**Recorded data:**
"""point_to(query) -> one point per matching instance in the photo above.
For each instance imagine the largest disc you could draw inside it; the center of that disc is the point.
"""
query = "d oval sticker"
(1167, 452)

**Work to complete:**
From the data above, copy every line where "point" appears.

**Task response:**
"""point_to(query) -> one point per matching instance in the photo above.
For each instance imagine the largest disc you could draw inside it; the center of that disc is the point.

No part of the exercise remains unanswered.